Pull out every line of the records below that contains the string "light", treating uppercase and lowercase letters as different.
┌──
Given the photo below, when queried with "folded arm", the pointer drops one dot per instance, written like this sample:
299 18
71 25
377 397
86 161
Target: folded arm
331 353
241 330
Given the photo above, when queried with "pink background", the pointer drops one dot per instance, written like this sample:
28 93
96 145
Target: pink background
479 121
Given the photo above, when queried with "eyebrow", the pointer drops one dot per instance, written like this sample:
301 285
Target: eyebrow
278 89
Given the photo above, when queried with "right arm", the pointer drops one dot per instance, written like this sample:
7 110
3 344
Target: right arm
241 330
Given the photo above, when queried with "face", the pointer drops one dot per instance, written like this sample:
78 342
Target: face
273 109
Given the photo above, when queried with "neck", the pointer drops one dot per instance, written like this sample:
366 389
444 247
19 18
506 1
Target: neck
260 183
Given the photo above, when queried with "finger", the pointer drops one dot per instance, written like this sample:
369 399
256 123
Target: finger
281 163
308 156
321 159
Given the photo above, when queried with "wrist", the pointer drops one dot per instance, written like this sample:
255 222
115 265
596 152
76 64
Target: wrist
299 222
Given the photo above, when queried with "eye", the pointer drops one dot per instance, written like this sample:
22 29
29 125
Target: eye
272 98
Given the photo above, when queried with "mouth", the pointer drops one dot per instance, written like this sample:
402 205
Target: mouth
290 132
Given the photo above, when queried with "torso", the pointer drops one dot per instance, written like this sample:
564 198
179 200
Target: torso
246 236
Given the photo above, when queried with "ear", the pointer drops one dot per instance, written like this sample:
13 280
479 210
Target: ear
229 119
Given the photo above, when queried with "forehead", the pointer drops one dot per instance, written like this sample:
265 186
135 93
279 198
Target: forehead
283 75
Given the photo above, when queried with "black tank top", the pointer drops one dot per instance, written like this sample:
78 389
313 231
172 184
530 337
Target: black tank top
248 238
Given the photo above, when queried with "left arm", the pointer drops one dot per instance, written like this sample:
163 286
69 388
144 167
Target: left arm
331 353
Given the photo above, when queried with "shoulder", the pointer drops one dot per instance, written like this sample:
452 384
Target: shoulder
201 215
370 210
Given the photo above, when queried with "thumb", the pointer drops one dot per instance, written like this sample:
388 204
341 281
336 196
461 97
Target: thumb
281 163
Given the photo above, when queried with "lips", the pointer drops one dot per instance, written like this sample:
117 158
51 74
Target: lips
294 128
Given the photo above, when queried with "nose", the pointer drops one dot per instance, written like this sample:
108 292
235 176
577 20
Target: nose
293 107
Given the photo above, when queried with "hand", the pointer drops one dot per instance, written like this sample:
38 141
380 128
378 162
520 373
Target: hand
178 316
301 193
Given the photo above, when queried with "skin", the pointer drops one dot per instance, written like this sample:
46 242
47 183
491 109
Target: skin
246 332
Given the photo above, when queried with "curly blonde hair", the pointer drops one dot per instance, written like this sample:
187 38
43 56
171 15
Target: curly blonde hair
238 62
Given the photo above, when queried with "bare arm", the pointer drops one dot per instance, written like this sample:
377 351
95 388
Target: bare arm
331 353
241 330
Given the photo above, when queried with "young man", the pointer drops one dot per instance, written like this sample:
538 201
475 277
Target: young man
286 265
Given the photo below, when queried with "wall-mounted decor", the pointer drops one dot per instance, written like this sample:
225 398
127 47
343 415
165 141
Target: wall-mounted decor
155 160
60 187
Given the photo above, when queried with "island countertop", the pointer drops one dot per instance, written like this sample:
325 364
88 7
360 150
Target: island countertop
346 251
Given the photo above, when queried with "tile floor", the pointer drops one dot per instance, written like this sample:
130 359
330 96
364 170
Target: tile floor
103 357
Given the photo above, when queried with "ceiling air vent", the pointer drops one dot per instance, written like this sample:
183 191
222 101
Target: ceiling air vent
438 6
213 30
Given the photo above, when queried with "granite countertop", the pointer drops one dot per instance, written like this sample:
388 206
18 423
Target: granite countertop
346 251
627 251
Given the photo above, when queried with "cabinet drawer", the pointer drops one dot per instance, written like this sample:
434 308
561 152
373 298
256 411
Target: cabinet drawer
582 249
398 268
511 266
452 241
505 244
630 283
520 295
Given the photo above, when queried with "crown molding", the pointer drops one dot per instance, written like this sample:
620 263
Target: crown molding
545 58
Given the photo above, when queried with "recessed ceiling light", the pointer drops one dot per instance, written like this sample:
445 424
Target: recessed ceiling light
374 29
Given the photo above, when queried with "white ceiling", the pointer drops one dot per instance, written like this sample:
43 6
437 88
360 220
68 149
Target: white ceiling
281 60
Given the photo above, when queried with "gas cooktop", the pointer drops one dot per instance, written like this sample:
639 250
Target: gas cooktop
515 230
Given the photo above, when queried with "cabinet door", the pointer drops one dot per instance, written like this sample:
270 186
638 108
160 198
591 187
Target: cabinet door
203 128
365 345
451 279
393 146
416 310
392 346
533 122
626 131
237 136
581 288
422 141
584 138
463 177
└──
**Finished answer:**
Given the photo above, when queried with "recessed ceiling light", the pointer drops one dot per instance, written like this sample:
Target: recessed ceiling light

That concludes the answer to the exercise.